Free Trade Agreements are fueling and shaping the oppression and injustice against women

All the versions of this article: [English] [Español] [français]

Bilaterals.org - 21 July 2019

Free Trade Agreements are fueling and shaping the oppression and injustice against women

Kendari, 21 July 2019. At least 300 grassroots women and activists from multiple backgrounds – peasants, farmers, fishers, migrant workers, urban poor, etc. – and from 12 regions of Indonesia gathered in Kendari, Southeast Sulawesi to discuss various problems and struggles they face on a daily basis. This event called “Rembuk Nasional Gerakan Perempuan – National Meeting of Women Movement” was initiated by Solidaritas Perempuan, a Feminist Organization in Indonesia. One of the issues that stood out during the discussion was free trade agreements (FTAs).

Free trade agreements open up agriculture, fisheries and land to the foreign investments. Because FTAs provide protections for foreign investment, small-scale and subsistence women peasants are unable to compete with large agriculture businesses. The non-discriminatory principle in trade agreements leads to decreased government’s support and protection for domestic food producers, and reduces tariffs of imported foods as well. “I had a difficult season due to climate change. I couldn’t any longer predict the climate and have an anticipation strategy so I failed to harvest my rice. But I have spent a lot of money on production costs. Although initially I was relieved that some of the harvest could be saved, then I was in shock because of the government’s decision to import rice. This decision made the price drop dramatically. I was like being killed slowly,” said a peasant woman from Central Sulawesi.

Tariffs reduction also deprives governments of a source of revenue, leading to reduced public expenditure that has the heaviest impacts on women. Common funding cuts such as reductions in subsidies, public services, and social welfare have a disproportionately negative impact on women, as they are more likely to be the recipients of these expenditures. For the same reason, women are also disproportionately impacted by the privatization of public goods and services, such as water services. [1] For example, this is a case that poor-urban women in Jakarta experienced: in 1997, without an open bidding process, contracts were signed between PAM JAYA, the state utilities enterprise, and two multinational water companies, the French company Suez Lyonnaise des Eaux and the British Thames Waters. The foreign companies failed to deliver decent water services. “I was being forced to stay up late at night, because only at that time I could access the water. But the quality of water was really bad, it had a pinky color and smelled very bad. It also impacted to my reproductive health, I felt itchy on my vagina and sometimes I also had leukorrhea. I also have to pay with lot of money, because the price is expensive.” said women from Jakarta.

→ **Given request 1**: Which rows contain the string "shorts"? Pull out each of them in full.
The free trade article above has no connection to the rows that follow it.

→ **Exercise input**:
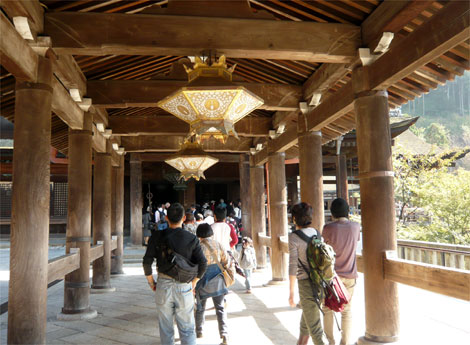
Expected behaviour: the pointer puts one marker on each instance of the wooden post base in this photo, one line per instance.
(377, 341)
(96, 291)
(86, 315)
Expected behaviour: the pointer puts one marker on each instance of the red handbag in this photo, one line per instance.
(337, 296)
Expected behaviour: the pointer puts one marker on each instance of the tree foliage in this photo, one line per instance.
(434, 202)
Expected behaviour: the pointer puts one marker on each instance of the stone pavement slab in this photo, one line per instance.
(128, 316)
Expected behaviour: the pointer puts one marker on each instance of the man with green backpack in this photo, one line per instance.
(310, 281)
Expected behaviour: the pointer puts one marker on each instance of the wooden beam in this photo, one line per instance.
(389, 16)
(332, 108)
(449, 27)
(326, 76)
(70, 74)
(65, 107)
(15, 54)
(147, 143)
(147, 93)
(139, 34)
(443, 280)
(57, 268)
(283, 118)
(160, 157)
(171, 125)
(98, 141)
(96, 252)
(30, 9)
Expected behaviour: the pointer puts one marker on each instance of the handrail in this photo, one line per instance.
(58, 267)
(96, 251)
(443, 280)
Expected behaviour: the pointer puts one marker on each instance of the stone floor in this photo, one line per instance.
(128, 316)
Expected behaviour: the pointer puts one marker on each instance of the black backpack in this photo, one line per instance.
(162, 223)
(173, 264)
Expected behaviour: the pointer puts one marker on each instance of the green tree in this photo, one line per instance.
(437, 134)
(426, 190)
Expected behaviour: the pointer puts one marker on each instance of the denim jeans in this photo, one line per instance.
(248, 277)
(346, 317)
(219, 311)
(310, 322)
(175, 300)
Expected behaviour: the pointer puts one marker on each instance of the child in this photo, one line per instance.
(248, 261)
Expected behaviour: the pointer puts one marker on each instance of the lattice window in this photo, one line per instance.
(5, 199)
(59, 199)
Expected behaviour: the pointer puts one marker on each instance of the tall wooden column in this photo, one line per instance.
(377, 209)
(342, 177)
(278, 213)
(27, 291)
(244, 168)
(102, 219)
(77, 283)
(258, 217)
(190, 194)
(117, 255)
(136, 199)
(311, 175)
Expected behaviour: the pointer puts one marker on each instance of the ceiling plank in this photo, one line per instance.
(171, 125)
(123, 34)
(30, 9)
(449, 27)
(155, 143)
(160, 157)
(147, 93)
(15, 54)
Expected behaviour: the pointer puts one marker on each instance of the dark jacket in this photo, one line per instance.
(180, 241)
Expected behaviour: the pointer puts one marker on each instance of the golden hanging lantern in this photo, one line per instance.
(211, 101)
(191, 160)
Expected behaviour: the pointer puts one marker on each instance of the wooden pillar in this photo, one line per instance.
(244, 168)
(342, 177)
(136, 199)
(311, 175)
(27, 296)
(278, 213)
(117, 255)
(190, 194)
(77, 283)
(102, 219)
(377, 209)
(258, 217)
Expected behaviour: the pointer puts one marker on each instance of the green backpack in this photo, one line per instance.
(321, 259)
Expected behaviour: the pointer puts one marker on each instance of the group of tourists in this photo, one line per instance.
(196, 261)
(191, 267)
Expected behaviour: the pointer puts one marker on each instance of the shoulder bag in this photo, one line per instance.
(229, 277)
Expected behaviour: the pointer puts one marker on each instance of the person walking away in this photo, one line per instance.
(174, 299)
(248, 261)
(208, 217)
(190, 223)
(310, 322)
(223, 233)
(147, 224)
(343, 235)
(212, 284)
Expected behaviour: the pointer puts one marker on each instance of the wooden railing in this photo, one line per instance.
(447, 281)
(57, 268)
(448, 255)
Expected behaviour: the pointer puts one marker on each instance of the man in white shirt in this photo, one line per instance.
(221, 229)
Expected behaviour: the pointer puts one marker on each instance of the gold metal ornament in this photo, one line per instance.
(191, 160)
(211, 101)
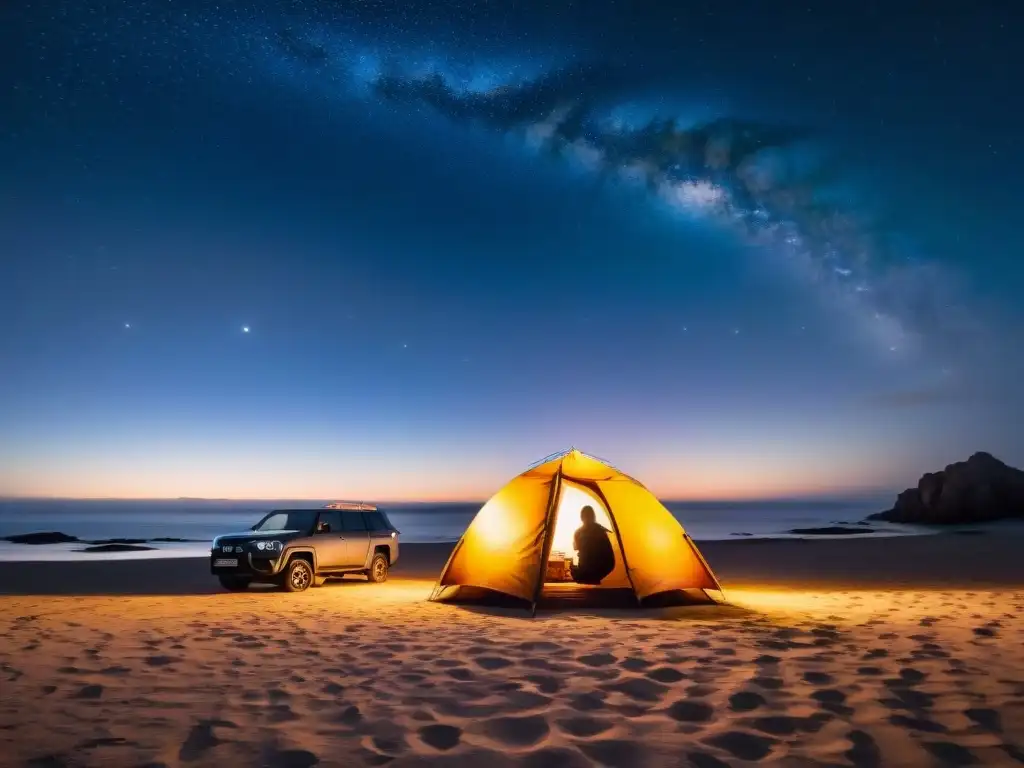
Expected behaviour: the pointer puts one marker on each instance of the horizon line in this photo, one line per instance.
(833, 496)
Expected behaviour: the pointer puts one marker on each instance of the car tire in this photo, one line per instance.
(298, 576)
(378, 569)
(233, 583)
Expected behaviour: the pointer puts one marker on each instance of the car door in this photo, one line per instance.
(357, 538)
(331, 541)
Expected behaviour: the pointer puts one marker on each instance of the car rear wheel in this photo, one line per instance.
(298, 576)
(233, 583)
(378, 568)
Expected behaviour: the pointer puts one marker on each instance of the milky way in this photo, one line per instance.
(747, 176)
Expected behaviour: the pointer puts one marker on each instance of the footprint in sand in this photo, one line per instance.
(89, 691)
(493, 663)
(614, 752)
(544, 646)
(588, 701)
(292, 759)
(745, 700)
(704, 760)
(202, 738)
(769, 683)
(520, 731)
(441, 737)
(639, 688)
(545, 683)
(743, 745)
(987, 719)
(700, 691)
(949, 754)
(690, 711)
(666, 675)
(554, 757)
(918, 724)
(584, 727)
(780, 725)
(635, 664)
(597, 659)
(817, 678)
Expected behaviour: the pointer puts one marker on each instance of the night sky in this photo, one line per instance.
(400, 250)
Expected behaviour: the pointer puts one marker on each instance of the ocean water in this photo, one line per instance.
(201, 520)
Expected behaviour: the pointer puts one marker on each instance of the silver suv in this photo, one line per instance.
(300, 548)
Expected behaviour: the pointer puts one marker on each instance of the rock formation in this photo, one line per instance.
(980, 489)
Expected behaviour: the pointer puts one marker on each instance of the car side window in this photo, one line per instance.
(353, 521)
(375, 522)
(333, 519)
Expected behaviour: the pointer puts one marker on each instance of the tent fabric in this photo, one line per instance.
(504, 547)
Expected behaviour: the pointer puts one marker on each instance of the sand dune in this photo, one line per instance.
(146, 664)
(356, 674)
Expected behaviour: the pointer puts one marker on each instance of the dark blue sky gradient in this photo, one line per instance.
(433, 303)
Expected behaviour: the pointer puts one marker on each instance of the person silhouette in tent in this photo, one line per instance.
(591, 541)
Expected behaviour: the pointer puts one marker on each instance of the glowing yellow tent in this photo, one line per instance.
(507, 547)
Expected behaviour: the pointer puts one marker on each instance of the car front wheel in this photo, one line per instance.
(233, 583)
(378, 569)
(298, 576)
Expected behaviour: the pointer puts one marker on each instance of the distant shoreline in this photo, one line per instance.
(884, 563)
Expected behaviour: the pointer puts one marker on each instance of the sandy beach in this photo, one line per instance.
(902, 651)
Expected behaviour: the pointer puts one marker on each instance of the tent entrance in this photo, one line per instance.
(562, 556)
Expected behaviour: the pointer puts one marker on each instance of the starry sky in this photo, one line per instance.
(399, 251)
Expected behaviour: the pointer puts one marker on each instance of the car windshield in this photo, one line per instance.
(288, 519)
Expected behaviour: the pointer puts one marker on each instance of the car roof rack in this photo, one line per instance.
(351, 505)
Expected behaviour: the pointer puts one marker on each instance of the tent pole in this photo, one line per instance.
(556, 486)
(704, 562)
(435, 592)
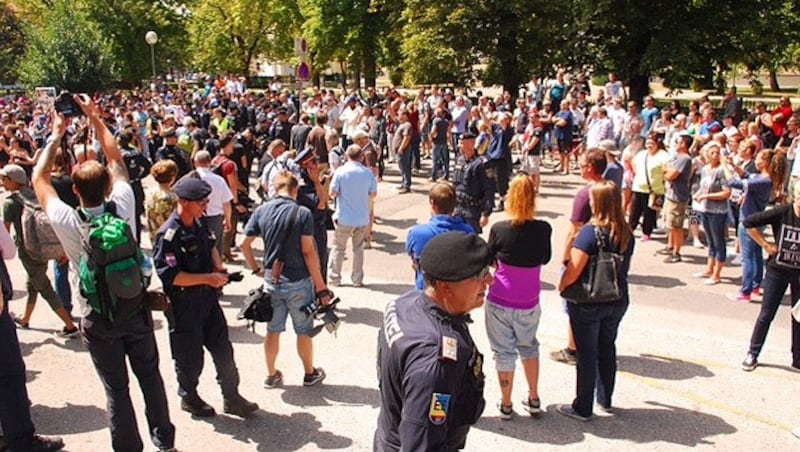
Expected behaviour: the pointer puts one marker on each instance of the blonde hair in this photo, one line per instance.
(521, 200)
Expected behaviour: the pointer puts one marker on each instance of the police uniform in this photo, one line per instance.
(197, 317)
(430, 371)
(138, 168)
(475, 186)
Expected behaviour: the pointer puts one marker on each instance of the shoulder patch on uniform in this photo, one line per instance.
(391, 327)
(440, 403)
(169, 234)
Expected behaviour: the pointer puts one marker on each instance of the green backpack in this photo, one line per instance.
(110, 267)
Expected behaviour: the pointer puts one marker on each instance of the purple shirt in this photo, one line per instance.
(516, 287)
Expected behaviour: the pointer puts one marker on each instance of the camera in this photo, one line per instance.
(67, 106)
(326, 313)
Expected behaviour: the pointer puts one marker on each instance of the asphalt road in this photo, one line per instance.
(679, 385)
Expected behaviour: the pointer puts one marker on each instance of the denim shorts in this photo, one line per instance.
(287, 299)
(512, 333)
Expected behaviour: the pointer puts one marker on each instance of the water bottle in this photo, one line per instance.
(147, 270)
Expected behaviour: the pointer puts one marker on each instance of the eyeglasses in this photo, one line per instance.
(485, 273)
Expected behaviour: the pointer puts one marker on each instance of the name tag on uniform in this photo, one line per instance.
(449, 348)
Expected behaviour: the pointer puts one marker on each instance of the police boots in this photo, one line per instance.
(239, 406)
(195, 405)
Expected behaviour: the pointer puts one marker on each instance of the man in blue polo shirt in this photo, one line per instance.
(353, 185)
(443, 203)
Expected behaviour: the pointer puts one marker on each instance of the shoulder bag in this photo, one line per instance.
(258, 303)
(599, 281)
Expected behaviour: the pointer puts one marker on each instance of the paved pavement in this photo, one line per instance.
(679, 383)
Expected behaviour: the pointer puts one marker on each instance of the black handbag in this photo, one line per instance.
(599, 281)
(258, 303)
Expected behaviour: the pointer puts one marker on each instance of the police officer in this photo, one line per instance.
(430, 371)
(474, 180)
(138, 168)
(171, 151)
(192, 273)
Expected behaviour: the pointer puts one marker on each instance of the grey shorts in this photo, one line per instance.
(287, 299)
(512, 333)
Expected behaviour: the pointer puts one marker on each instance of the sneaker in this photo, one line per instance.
(197, 407)
(672, 259)
(533, 406)
(564, 355)
(314, 377)
(273, 381)
(750, 363)
(239, 406)
(739, 296)
(568, 411)
(67, 333)
(46, 444)
(505, 411)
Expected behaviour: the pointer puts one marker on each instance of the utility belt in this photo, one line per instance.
(467, 200)
(180, 293)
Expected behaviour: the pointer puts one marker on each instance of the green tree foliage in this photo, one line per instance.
(229, 36)
(12, 46)
(66, 51)
(125, 22)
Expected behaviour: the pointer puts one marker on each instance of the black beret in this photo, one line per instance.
(304, 155)
(191, 188)
(455, 256)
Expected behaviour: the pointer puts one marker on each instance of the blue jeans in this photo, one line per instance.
(595, 329)
(773, 288)
(441, 161)
(63, 290)
(752, 261)
(714, 225)
(288, 297)
(404, 162)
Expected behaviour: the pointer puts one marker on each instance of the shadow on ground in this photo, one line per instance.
(69, 419)
(664, 282)
(327, 395)
(662, 367)
(662, 423)
(272, 432)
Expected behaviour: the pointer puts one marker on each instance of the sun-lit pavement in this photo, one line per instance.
(679, 384)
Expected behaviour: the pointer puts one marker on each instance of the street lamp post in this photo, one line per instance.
(151, 37)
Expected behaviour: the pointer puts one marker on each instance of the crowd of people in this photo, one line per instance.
(317, 159)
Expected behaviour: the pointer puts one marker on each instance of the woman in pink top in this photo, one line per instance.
(521, 247)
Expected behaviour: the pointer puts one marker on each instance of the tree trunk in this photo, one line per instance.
(773, 80)
(638, 87)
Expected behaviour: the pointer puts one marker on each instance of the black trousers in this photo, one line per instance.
(15, 414)
(638, 209)
(108, 346)
(199, 322)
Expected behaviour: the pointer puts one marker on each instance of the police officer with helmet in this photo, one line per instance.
(430, 371)
(475, 185)
(192, 273)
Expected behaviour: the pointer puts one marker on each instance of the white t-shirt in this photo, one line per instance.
(70, 229)
(220, 193)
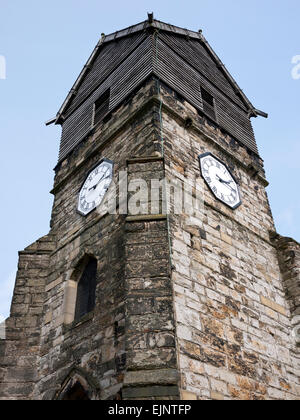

→ **Given request 2**: Can you proceed with the free trade article, picking up right after its final sentence?

→ **Exercise response 1**:
Expected behaviour: the pointer puts one marker on each instance of the denim shorts in this photo, one line per instance.
Expected behaviour: the pointer puts one marker on each instance of the grey shorts in this photo, one line per instance.

→ **Exercise response 2**:
GRAIN in a recent publication also mentioned that RCEP trade deal will intensify land grabbing in Asia. This would certainly worsen the situation in which to this day women in Indonesia continue to struggle for their rights to land. Women not only face corporate greed but also the roots of the patriarchal system that has denied women’s rights to land. “We need the government to address the agrarian conflict, especially what has already happened for many years like in the Seri Bandung village. [2]. It should stop signing more FTAs that fuel, oppress and cause injustice against women,” stated Arieska Kurniawaty, Program Coordinator of Solidaritas Perempuan.

The discussion at the Kendari gathering resulted in several demands from the grassroots women, urging the new elected government of Indonesia to include a women political agenda. One of these demands is to stop negotiating FTAs. Women demand “no more FTAs”.

Footnotes

[1Applying a gender perspective to the legally binding instrument on transnational corporations and other businesses to protect human rights in trade and investment, The Feminists for A Binding Treaty.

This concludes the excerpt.